§ Activité 1:
Recopiez le passage du texte sur Marcel Amont qui va de « Marcel Amont s’en » jusqu'à « son expression malicieuse. », en mettant « danse » à la place de « comédie ».
§ Activité 2:
Traduisez en anglais la phrase suivante du texte sur Marcel Amont : « Les médias le consacrèrent « Révélation de l’année 1956 », les maisons de disque lui proposèrent des contrats. »
§ Activité 3:
D'après le texte sur Marcel Amont, quel auteur lui a offert la chanson « Le chapeau de Mireille » ?

Marcel Amont s’en est allé à 93 ans, laissant son nom en lettres d’or au monument de la chanson française que porte en lui toute une génération.

Fils d’un employé de chemin de fer et d’une institutrice béarnaise, il aimait le sport et la comédie, et ne savait quelle voie choisir. Ce fut sa voix qui décida. « Tout doux, tout doucement, comme un enchantement », pour citer un de ses refrains, les portes des cabarets parisiens cédèrent sous la poussée de son talent musical. Et les Français furent conquis par son timbre posé, son sourire large, son expression malicieuse. 

Lui qui avait commencé par étudier la comédie au conservatoire se retrouva bientôt à chanter en première partie d’Édith Piaf à l’Olympia. Alors qu’il y était entré par la plus petite porte, comme « supplément au programme », les ovations du public le propulsèrent en deuxième position sur l’affiche, juste derrière le nom de la diva. Les médias le consacrèrent « Révélation de l’année 1956 », les maisons de disque lui proposèrent des contrats. 

Désormais, la passion et la création déroulaient devant lui un tapis rouge de succès. Sur cette route naquirent des titres qui rythmèrent les années 60 et 70 : « Bleu Blanc Blond », « Le Mexicain », « Maria et le pot au lait ». C’est toute une France sereine et ensoleillée qui cueillait avec lui « Les bleuets d’azur » de ses amours bucoliques, qui s’attablait aux bals populaires du 14 juillet sur les notes de « Bleu blanc rouge et des frites ». Quand Marcel Amont n’interprétait pas ses propres compositions, il donnait voix aux airs de Claude Nougaro, de Maxime Le Forestier ou de Georges Brassens, qui lui offrit un de ses plus grands succès avec « Le chapeau de Mireille ».

§ Données enregistrées:
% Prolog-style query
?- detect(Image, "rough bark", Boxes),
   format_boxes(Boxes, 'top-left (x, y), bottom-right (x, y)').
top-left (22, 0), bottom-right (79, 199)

§ Espace de réponse 1:
Marcel Amont s’en est allé à 93 ans, laissant son nom en lettres d’or au monument de la chanson française que porte en lui toute une génération.

Fils d’un employé de chemin de fer et d’une institutrice béarnaise, il aimait le sport et la danse, et ne savait quelle voie choisir. Ce fut sa voix qui décida. « Tout doux, tout doucement, comme un enchantement », pour citer un de ses refrains, les portes des cabarets parisiens cédèrent sous la poussée de son talent musical. Et les Français furent conquis par son timbre posé, son sourire large, son expression malicieuse.

§ Espace de réponse 2:
The media hailed him as the "Revelation of the year 1956," and record companies offered him contracts.

§ Espace de réponse 3:
Georges Brassens.